QUOTED TEXT –
━━━━
Does your program teach and promote the arts?
Do you have a personal passion for the arts?
Do you have or know kids who have or could benefit from arts programs?
If you answered yes to any of these questions (which should be most of us!), someone in your world stands to be impacted by the funding risks that arts education programs and organizations are currently facing.1
The Transformative Power of the Arts
Jonathan Herman, Executive Director of the National Guild for Community Arts Education said, “In study after study after study, an arts education has proven to be a substantial contributor to increased learning across the curriculum and to students’ emotional wellbeing.” This translates to potentially reducing poverty and crime, in short, changing lives, which has a ripple effect to us all.
Mr. Herman cited examples of powerful programs supported by public funds:
- Project STEP provides intensive musical instruction in strings for talented minority students in Boston, as well as opportunities for them to participate in chamber music ensembles and orchestras.
- Urban Gateways in Chicago offers arts education for the specific purpose of healing trauma in at-risk youth and providing tools for their social and emotional health.
- Cathedral Arts Project in Jacksonville, FL, evaluates the impact of the arts on juvenile crime prevention and explores arts education for at-risk youth.
- The Center of Creative Arts (COCA) provides free dance training for students in St. Louis Public Schools and includes an Honors Dance Program with long-term, individualized training to help students achieve their professional goals.
- Creative Action in Austin, TX, supports teens in creating and performing original plays; transforming public spaces through murals, sculptures, and installations; and developing original filmmaking projects.
━━━━
ENTRIES PROVIDED –
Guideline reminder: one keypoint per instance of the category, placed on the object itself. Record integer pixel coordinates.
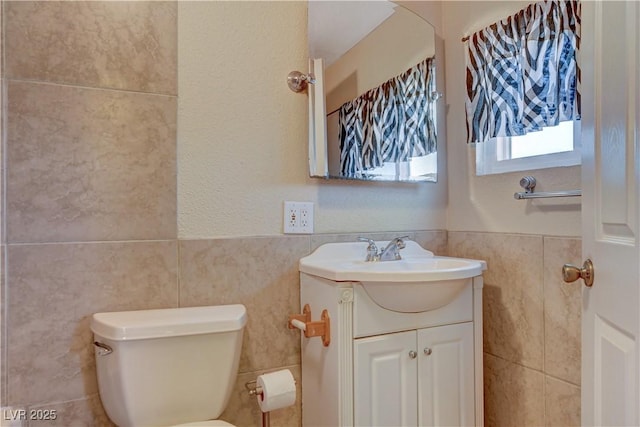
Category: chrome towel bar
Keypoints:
(529, 184)
(568, 193)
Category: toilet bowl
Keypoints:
(168, 367)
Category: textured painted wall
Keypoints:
(486, 203)
(242, 134)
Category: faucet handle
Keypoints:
(372, 249)
(400, 242)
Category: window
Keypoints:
(551, 147)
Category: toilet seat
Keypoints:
(208, 423)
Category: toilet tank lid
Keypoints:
(169, 322)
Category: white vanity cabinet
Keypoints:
(386, 368)
(412, 378)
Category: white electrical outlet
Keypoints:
(298, 217)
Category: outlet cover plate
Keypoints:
(298, 217)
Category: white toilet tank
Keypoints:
(168, 366)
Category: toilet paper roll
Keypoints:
(278, 390)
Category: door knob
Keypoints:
(571, 273)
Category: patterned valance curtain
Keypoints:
(390, 123)
(522, 72)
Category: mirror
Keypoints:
(372, 109)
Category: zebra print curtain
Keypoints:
(522, 72)
(390, 123)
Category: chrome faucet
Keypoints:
(390, 253)
(372, 250)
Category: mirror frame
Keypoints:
(318, 148)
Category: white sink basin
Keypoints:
(418, 282)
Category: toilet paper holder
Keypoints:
(320, 328)
(254, 389)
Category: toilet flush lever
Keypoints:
(103, 349)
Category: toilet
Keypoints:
(168, 367)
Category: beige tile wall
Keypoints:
(90, 155)
(531, 327)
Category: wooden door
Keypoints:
(610, 176)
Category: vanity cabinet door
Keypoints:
(386, 380)
(446, 383)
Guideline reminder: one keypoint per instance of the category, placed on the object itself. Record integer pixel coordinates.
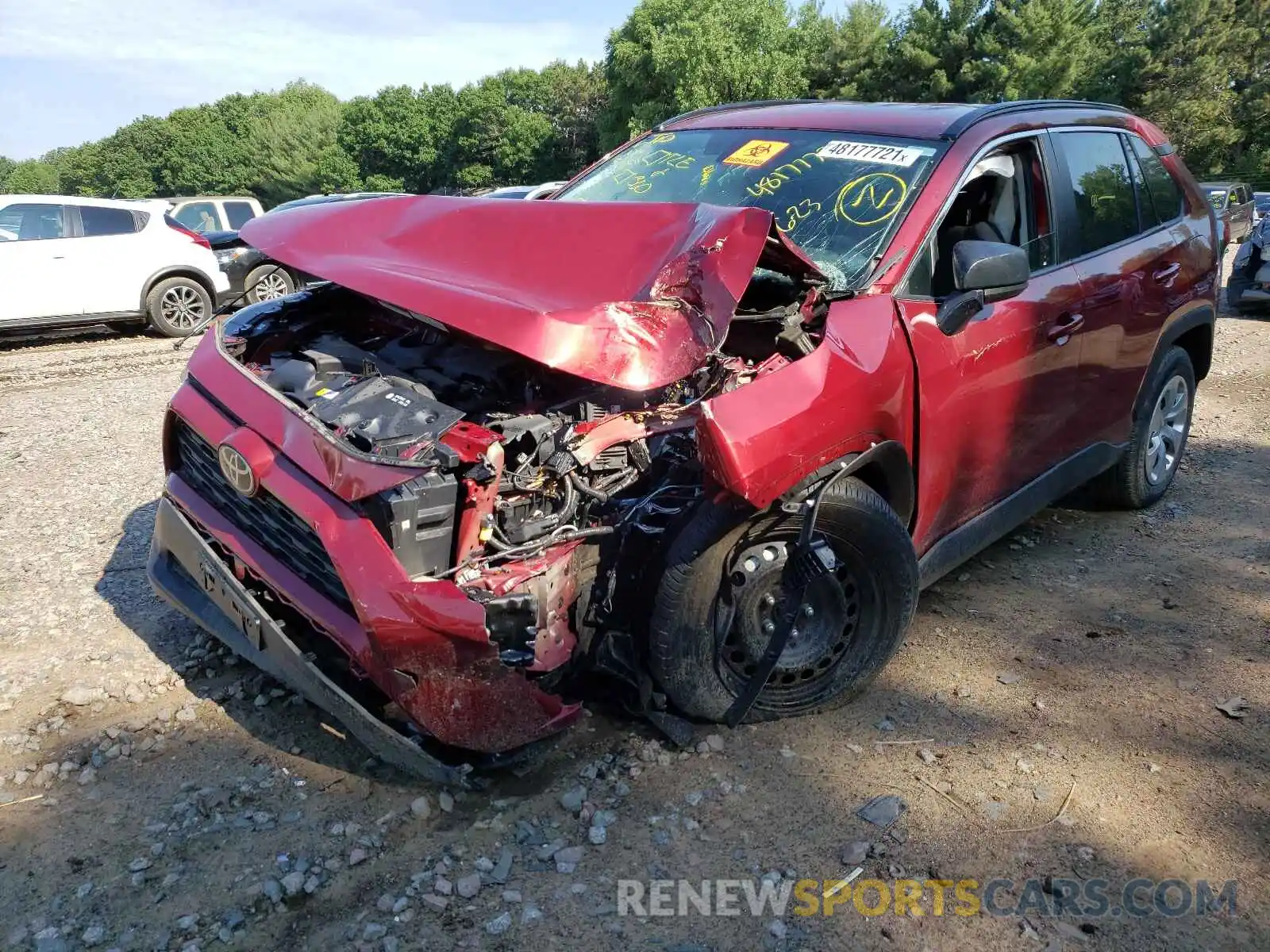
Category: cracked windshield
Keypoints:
(837, 196)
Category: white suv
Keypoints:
(69, 260)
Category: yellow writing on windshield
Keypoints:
(772, 181)
(798, 213)
(872, 198)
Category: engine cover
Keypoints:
(379, 416)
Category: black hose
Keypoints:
(625, 482)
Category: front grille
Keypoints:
(264, 517)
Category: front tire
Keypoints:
(1161, 425)
(722, 585)
(179, 308)
(268, 283)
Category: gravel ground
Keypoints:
(1057, 698)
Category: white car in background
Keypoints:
(69, 260)
(203, 213)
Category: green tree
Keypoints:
(399, 133)
(1119, 36)
(848, 57)
(286, 145)
(32, 178)
(337, 171)
(677, 55)
(1251, 54)
(931, 50)
(1033, 50)
(201, 155)
(76, 168)
(130, 160)
(1189, 86)
(575, 101)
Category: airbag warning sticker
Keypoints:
(756, 152)
(872, 152)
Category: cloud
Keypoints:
(89, 65)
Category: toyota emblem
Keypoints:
(238, 471)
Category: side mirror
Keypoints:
(982, 272)
(997, 270)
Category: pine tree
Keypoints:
(1189, 84)
(1033, 50)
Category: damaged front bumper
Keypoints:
(421, 647)
(186, 571)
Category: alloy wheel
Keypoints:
(826, 621)
(1168, 423)
(183, 308)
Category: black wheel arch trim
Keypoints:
(1185, 321)
(177, 271)
(884, 467)
(1003, 517)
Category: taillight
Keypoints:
(192, 235)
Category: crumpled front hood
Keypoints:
(626, 294)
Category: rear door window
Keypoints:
(239, 213)
(106, 221)
(198, 216)
(1164, 198)
(1106, 209)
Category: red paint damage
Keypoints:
(594, 357)
(630, 295)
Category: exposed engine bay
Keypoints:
(541, 494)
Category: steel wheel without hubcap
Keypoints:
(271, 287)
(829, 617)
(183, 308)
(1168, 422)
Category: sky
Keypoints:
(76, 70)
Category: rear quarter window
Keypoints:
(239, 213)
(1106, 209)
(107, 221)
(1164, 196)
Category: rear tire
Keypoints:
(706, 630)
(268, 283)
(1161, 425)
(178, 308)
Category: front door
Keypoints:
(35, 279)
(997, 400)
(1130, 248)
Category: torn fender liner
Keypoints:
(626, 294)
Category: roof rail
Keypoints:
(991, 109)
(725, 107)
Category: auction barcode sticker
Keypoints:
(872, 152)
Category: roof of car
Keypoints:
(175, 200)
(910, 120)
(80, 200)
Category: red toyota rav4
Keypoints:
(702, 425)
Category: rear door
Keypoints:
(996, 399)
(35, 278)
(1241, 213)
(108, 258)
(1122, 215)
(200, 216)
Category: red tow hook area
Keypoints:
(463, 695)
━━━━
INSTRUCTION 1 –
Answer these questions from the arts education text:
(a) What position does Jonathan Herman hold?
(b) What does Project STEP teach, and in which city?
(c) What does the Center of Creative Arts (COCA) provide free for students in St. Louis Public Schools?
INSTRUCTION 2 –
Copy a passage of the arts education text word for word, beginning at the words "Mr. Herman cited" and stopping after "their professional goals.".

EXERCISE RESULT 1 –
(a) Executive Director of the National Guild for Community Arts Education
(b) Intensive musical instruction in strings, in Boston
(c) Dance training

EXERCISE RESULT 2 –
Mr. Herman cited examples of powerful programs supported by public funds:
- Project STEP provides intensive musical instruction in strings for talented minority students in Boston, as well as opportunities for them to participate in chamber music ensembles and orchestras.
- Urban Gateways in Chicago offers arts education for the specific purpose of healing trauma in at-risk youth and providing tools for their social and emotional health.
- Cathedral Arts Project in Jacksonville, FL, evaluates the impact of the arts on juvenile crime prevention and explores arts education for at-risk youth.
- The Center of Creative Arts (COCA) provides free dance training for students in St. Louis Public Schools and includes an Honors Dance Program with long-term, individualized training to help students achieve their professional goals.